● **AIM OF THE TASK**: If a line of the records holds the word "instance", copy it out.
_____
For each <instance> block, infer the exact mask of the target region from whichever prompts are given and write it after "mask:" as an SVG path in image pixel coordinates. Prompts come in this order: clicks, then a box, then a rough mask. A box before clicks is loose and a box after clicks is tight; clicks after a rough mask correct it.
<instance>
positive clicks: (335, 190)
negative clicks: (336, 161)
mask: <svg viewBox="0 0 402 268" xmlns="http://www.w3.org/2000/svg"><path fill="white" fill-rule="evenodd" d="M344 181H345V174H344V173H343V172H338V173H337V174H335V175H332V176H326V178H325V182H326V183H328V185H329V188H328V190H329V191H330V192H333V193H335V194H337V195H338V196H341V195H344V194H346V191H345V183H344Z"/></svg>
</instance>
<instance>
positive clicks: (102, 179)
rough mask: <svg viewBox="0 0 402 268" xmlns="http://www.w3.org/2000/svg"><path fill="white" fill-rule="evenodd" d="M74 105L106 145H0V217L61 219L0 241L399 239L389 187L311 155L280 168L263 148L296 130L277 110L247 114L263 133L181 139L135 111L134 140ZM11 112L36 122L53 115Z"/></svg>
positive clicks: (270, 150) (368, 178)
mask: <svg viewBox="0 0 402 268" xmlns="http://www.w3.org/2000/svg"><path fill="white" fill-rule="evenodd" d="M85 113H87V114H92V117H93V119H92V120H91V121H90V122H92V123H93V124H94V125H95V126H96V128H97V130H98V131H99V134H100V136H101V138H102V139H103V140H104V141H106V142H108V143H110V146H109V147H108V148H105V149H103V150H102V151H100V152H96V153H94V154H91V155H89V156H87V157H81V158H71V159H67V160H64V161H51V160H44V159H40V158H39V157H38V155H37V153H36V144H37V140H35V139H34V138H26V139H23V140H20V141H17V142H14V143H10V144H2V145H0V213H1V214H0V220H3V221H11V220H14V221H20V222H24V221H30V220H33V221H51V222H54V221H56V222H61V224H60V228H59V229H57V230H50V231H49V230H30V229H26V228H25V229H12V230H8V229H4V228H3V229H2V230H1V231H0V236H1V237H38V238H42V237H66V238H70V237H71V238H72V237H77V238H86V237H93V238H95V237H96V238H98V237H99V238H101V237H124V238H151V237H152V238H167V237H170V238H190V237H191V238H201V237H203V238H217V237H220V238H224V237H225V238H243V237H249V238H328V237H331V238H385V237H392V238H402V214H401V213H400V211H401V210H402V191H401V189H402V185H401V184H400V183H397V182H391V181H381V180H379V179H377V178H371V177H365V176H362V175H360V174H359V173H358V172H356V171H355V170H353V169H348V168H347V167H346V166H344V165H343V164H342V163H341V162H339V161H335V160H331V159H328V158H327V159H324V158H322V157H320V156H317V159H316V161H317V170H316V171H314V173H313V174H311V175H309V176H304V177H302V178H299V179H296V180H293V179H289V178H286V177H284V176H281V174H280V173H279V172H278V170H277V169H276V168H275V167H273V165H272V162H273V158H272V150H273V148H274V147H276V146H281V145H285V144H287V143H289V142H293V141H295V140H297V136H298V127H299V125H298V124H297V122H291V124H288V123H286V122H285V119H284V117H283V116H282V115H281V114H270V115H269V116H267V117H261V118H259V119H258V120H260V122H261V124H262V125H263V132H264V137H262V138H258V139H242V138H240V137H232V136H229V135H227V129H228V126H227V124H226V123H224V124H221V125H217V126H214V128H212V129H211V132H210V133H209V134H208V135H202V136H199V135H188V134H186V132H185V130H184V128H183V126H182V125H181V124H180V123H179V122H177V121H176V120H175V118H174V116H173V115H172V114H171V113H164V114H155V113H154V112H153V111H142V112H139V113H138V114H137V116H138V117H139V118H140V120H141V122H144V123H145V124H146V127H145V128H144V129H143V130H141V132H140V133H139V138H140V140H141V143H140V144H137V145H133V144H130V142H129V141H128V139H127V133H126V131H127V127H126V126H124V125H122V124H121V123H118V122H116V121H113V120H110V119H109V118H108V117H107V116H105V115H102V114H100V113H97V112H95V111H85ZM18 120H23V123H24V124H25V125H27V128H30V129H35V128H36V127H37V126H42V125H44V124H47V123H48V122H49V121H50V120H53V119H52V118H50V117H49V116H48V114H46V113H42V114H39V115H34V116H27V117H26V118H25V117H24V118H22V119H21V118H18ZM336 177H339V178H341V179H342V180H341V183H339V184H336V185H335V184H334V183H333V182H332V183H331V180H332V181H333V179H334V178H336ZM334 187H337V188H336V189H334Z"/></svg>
_____
● **FINAL ANSWER**:
For each <instance> block, infer the exact mask of the target region from whichever prompts are given and write it after "mask:" as an SVG path in image pixel coordinates. Prompts come in this order: clicks, then a box, then a rough mask. A box before clicks is loose and a box after clicks is tight; clicks after a rough mask correct it.
<instance>
</instance>
<instance>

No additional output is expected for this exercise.